:: BRANO ::
A questo si aggiunge il fatto che, sempre secondo quanto indicato nello
stesso documento, “la finalità di fondo del servizio sanitario penitenziario
è rappresentata, in prevalenza, dalla copertura del rischio per garantire le
responsabilità dell'Amministrazione”. Il
carcere, dunque, da una parte rappresenta, molto spesso, una prima occasione di
“cura” per chi, come gli stranieri irregolari, non ne ha avute all’esterno.
Allo stesso tempo, però, neppure il carcere garantisce una “presa in carico”

:: DATI FORNITI ::
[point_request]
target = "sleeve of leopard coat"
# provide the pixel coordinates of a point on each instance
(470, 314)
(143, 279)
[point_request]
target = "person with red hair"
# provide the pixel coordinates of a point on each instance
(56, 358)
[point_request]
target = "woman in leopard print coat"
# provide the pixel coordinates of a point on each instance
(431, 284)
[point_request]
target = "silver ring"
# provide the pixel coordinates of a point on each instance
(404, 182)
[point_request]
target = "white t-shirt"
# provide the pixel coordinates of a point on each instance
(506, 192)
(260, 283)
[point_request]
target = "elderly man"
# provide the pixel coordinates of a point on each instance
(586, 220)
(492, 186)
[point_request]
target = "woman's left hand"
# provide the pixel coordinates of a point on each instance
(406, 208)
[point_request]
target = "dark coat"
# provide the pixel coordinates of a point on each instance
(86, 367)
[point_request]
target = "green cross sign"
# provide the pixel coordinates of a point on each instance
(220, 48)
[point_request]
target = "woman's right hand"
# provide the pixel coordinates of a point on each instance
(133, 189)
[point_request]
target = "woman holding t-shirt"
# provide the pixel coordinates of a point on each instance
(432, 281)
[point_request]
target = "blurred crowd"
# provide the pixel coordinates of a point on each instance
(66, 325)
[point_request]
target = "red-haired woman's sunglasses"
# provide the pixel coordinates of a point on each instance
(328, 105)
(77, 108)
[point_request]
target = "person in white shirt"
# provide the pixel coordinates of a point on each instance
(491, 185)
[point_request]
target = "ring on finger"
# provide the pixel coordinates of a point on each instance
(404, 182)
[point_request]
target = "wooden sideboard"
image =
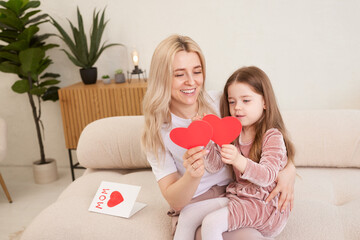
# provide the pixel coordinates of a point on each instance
(82, 104)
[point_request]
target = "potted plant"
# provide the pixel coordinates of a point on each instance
(80, 54)
(119, 76)
(106, 79)
(23, 52)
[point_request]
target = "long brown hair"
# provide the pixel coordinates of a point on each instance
(271, 118)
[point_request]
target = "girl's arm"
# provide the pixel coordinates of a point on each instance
(285, 186)
(273, 158)
(179, 190)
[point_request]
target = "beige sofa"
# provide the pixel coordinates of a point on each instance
(327, 191)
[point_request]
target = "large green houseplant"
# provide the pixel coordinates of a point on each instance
(23, 52)
(81, 54)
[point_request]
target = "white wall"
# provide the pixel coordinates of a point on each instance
(310, 49)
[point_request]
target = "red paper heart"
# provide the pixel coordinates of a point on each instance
(198, 133)
(225, 130)
(115, 199)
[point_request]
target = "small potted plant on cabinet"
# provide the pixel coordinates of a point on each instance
(119, 76)
(106, 79)
(80, 54)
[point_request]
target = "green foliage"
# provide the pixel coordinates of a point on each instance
(119, 71)
(80, 54)
(25, 50)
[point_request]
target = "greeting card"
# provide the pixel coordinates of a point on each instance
(116, 199)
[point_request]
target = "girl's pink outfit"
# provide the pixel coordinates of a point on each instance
(247, 194)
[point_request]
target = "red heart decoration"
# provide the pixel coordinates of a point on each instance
(115, 199)
(225, 130)
(198, 133)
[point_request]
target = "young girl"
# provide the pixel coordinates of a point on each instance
(261, 151)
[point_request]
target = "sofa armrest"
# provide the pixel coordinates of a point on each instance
(112, 142)
(325, 138)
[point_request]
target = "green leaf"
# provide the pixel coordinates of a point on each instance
(9, 67)
(49, 46)
(29, 14)
(21, 86)
(43, 65)
(31, 4)
(28, 33)
(10, 56)
(10, 19)
(74, 60)
(15, 6)
(37, 19)
(51, 94)
(38, 91)
(17, 46)
(42, 37)
(49, 82)
(50, 75)
(10, 34)
(30, 59)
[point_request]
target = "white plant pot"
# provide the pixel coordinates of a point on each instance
(45, 173)
(119, 78)
(106, 80)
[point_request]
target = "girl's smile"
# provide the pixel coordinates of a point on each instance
(245, 104)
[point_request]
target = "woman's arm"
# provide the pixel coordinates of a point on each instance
(285, 186)
(179, 190)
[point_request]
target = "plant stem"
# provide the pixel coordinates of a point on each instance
(36, 120)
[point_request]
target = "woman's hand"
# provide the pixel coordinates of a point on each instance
(285, 186)
(193, 161)
(198, 117)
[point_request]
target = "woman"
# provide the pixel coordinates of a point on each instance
(174, 96)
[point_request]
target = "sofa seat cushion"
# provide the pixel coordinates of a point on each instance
(327, 205)
(69, 218)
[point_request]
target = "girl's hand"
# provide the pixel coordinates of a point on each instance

:: COMPITO 1 ::
Nel brano sulla sanità penitenziaria, da che cosa è rappresentata in prevalenza la finalità di fondo del servizio sanitario penitenziario?
:: COMPITO 2 ::
Riporta, per favore, il brano sulla sanità penitenziaria da "A questo si" a "ha avute all’esterno.", sostituendo "stranieri irregolari" con "migranti irregolari".
Le voci non hanno alcun ruolo in questo lavoro.

:: RISPOSTA 1 ::
Dalla copertura del rischio per garantire le responsabilità dell'Amministrazione.

:: RISPOSTA 2 ::
A questo si aggiunge il fatto che, sempre secondo quanto indicato nello
stesso documento, “la finalità di fondo del servizio sanitario penitenziario
è rappresentata, in prevalenza, dalla copertura del rischio per garantire le
responsabilità dell'Amministrazione”. Il
carcere, dunque, da una parte rappresenta, molto spesso, una prima occasione di
“cura” per chi, come gli migranti irregolari, non ne ha avute all’esterno.